== EXERCISE DIRECTIONS ==
Nothing in the records may change. Print them all again.
(DATA FOR PROCESSING Opens)
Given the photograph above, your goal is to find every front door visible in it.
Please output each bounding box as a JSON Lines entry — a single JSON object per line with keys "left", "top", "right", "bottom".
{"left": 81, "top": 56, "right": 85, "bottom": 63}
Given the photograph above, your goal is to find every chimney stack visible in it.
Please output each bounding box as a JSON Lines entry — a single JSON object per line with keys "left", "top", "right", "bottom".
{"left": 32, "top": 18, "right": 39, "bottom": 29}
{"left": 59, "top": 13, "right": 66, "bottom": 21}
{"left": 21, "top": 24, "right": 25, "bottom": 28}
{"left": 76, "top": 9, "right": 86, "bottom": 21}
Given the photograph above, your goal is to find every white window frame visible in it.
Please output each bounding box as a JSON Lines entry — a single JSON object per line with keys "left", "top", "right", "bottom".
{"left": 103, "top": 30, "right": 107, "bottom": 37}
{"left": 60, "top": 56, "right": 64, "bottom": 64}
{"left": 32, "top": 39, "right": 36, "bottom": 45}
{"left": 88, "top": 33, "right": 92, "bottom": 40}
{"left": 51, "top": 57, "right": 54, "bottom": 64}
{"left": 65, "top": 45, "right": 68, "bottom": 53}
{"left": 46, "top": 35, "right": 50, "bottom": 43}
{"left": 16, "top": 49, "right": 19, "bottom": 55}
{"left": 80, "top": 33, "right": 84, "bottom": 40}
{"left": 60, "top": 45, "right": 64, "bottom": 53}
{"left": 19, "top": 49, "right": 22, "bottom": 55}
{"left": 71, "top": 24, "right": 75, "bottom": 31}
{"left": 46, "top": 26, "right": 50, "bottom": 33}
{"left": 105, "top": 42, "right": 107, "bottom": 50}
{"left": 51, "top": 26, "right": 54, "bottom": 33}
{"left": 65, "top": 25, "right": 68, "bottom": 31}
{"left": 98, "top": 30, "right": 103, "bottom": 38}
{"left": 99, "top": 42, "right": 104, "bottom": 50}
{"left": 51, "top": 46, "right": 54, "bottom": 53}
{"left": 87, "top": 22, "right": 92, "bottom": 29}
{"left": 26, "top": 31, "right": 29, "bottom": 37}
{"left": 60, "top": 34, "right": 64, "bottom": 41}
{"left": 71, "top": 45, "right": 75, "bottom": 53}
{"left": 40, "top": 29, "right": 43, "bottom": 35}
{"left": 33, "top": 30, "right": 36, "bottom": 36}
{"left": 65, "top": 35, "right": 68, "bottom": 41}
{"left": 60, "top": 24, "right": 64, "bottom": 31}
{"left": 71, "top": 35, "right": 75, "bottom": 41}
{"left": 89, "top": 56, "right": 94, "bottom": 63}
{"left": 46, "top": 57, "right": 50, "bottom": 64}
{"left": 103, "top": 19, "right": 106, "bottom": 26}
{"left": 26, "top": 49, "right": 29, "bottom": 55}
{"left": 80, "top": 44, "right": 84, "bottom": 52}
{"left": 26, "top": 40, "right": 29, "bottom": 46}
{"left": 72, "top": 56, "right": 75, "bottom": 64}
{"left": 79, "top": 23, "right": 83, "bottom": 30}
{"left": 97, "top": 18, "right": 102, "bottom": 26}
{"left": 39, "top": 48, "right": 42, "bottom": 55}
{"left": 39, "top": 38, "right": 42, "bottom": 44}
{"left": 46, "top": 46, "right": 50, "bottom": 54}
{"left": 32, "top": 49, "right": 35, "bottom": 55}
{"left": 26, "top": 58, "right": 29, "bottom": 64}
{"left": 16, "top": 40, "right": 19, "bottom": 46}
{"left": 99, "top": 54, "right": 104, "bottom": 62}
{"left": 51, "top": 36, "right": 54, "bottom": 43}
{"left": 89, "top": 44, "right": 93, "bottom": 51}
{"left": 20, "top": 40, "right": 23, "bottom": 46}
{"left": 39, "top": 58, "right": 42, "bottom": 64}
(DATA FOR PROCESSING Closes)
== RESULT OF THIS EXERCISE ==
Given the photograph above, your goal is to find every front door visible in it.
Please output each bounding box as a JSON Lines entry — a single JSON object per line with keys "left", "top", "right", "bottom".
{"left": 81, "top": 56, "right": 85, "bottom": 63}
Given the photograph above, your goal is to find every chimney stack visible in it.
Please output each bounding box as a JSON Lines entry — a single JSON object per line with keys "left", "top", "right", "bottom".
{"left": 32, "top": 18, "right": 39, "bottom": 29}
{"left": 59, "top": 13, "right": 66, "bottom": 21}
{"left": 21, "top": 24, "right": 25, "bottom": 28}
{"left": 76, "top": 9, "right": 86, "bottom": 21}
Given the photograph above, your goal is to find every white window frame visible in it.
Please output each bounding box as a JSON Lines entry — a single JSON object per line with keys "left", "top", "right", "bottom".
{"left": 103, "top": 30, "right": 107, "bottom": 37}
{"left": 60, "top": 56, "right": 64, "bottom": 64}
{"left": 32, "top": 39, "right": 36, "bottom": 45}
{"left": 88, "top": 33, "right": 92, "bottom": 40}
{"left": 51, "top": 57, "right": 54, "bottom": 64}
{"left": 65, "top": 45, "right": 68, "bottom": 53}
{"left": 46, "top": 35, "right": 50, "bottom": 43}
{"left": 16, "top": 49, "right": 19, "bottom": 55}
{"left": 80, "top": 33, "right": 84, "bottom": 40}
{"left": 60, "top": 45, "right": 64, "bottom": 53}
{"left": 19, "top": 49, "right": 22, "bottom": 55}
{"left": 71, "top": 24, "right": 75, "bottom": 31}
{"left": 46, "top": 26, "right": 50, "bottom": 33}
{"left": 105, "top": 42, "right": 107, "bottom": 50}
{"left": 51, "top": 26, "right": 54, "bottom": 33}
{"left": 65, "top": 25, "right": 68, "bottom": 31}
{"left": 98, "top": 30, "right": 103, "bottom": 38}
{"left": 99, "top": 42, "right": 104, "bottom": 50}
{"left": 51, "top": 46, "right": 54, "bottom": 53}
{"left": 87, "top": 22, "right": 92, "bottom": 29}
{"left": 26, "top": 31, "right": 29, "bottom": 37}
{"left": 60, "top": 34, "right": 64, "bottom": 41}
{"left": 71, "top": 45, "right": 75, "bottom": 53}
{"left": 40, "top": 29, "right": 43, "bottom": 35}
{"left": 33, "top": 30, "right": 36, "bottom": 36}
{"left": 65, "top": 35, "right": 68, "bottom": 41}
{"left": 60, "top": 24, "right": 64, "bottom": 31}
{"left": 71, "top": 35, "right": 75, "bottom": 41}
{"left": 89, "top": 56, "right": 94, "bottom": 63}
{"left": 46, "top": 57, "right": 50, "bottom": 64}
{"left": 103, "top": 19, "right": 106, "bottom": 26}
{"left": 26, "top": 49, "right": 29, "bottom": 55}
{"left": 80, "top": 44, "right": 84, "bottom": 52}
{"left": 26, "top": 40, "right": 29, "bottom": 46}
{"left": 72, "top": 56, "right": 75, "bottom": 64}
{"left": 79, "top": 23, "right": 83, "bottom": 30}
{"left": 97, "top": 18, "right": 102, "bottom": 26}
{"left": 39, "top": 48, "right": 42, "bottom": 55}
{"left": 39, "top": 38, "right": 42, "bottom": 44}
{"left": 46, "top": 46, "right": 50, "bottom": 54}
{"left": 32, "top": 49, "right": 35, "bottom": 55}
{"left": 26, "top": 58, "right": 29, "bottom": 64}
{"left": 16, "top": 40, "right": 19, "bottom": 46}
{"left": 99, "top": 54, "right": 104, "bottom": 62}
{"left": 51, "top": 36, "right": 54, "bottom": 43}
{"left": 89, "top": 44, "right": 93, "bottom": 51}
{"left": 20, "top": 40, "right": 23, "bottom": 46}
{"left": 39, "top": 58, "right": 42, "bottom": 64}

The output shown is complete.